--- Problem statement ---
Pull out every line below that contains the string "hair", and copy each one in full.

+++++

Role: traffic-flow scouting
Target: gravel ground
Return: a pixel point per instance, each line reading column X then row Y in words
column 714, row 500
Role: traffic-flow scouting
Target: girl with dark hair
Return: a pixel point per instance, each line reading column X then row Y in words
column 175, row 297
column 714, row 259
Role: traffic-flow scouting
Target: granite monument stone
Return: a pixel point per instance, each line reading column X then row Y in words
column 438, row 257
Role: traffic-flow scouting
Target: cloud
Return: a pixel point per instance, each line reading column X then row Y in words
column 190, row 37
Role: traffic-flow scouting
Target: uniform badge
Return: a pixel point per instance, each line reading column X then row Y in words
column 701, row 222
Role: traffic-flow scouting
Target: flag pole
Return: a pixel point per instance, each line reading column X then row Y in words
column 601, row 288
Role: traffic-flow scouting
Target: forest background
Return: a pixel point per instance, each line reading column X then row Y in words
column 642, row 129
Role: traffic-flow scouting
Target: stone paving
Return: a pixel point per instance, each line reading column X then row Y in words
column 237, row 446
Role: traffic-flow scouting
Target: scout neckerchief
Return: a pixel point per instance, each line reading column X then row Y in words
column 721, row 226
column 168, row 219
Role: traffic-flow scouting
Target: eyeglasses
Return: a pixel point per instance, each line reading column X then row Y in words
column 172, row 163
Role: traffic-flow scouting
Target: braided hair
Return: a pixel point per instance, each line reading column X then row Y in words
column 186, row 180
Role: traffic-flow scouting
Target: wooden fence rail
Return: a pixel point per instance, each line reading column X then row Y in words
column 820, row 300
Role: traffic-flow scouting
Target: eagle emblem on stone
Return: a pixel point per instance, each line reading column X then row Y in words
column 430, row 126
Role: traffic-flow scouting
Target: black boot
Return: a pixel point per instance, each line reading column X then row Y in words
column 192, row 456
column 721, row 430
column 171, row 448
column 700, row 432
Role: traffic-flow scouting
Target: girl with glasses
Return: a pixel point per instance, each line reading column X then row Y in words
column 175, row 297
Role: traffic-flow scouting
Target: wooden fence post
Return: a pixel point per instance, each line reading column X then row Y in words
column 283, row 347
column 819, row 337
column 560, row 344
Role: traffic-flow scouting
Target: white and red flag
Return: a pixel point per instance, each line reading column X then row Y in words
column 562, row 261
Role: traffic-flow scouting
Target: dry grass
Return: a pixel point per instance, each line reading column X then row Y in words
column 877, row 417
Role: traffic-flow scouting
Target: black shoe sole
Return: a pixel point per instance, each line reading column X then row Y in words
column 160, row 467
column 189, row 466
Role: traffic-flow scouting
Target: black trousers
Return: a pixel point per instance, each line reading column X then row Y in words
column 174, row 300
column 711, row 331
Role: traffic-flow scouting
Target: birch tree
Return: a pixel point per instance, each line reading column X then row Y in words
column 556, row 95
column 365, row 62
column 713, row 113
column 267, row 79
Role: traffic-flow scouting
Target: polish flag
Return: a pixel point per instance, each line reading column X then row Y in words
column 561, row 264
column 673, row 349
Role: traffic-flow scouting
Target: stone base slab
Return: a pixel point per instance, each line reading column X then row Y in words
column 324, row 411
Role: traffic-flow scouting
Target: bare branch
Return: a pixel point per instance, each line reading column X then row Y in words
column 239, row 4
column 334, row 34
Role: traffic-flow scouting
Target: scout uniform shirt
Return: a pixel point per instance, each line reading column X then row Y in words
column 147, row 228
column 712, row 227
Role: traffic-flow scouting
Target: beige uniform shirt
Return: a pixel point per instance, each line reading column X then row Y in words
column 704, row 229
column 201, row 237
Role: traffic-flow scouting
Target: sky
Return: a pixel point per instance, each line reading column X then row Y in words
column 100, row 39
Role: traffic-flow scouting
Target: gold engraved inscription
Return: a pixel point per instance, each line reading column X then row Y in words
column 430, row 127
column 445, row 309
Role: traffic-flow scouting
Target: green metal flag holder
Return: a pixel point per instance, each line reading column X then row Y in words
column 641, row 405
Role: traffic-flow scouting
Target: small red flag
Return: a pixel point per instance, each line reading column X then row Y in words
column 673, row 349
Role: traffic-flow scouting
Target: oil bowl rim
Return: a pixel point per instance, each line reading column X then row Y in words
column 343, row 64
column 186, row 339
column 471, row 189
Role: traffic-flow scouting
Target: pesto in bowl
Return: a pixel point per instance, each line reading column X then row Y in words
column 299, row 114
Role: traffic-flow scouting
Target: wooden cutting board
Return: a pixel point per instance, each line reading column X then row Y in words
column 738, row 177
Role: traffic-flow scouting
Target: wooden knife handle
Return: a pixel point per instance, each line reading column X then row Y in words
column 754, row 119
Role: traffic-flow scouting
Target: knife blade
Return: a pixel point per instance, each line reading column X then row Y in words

+++++

--- The result ---
Target: girl with dark hair
Target: braided hair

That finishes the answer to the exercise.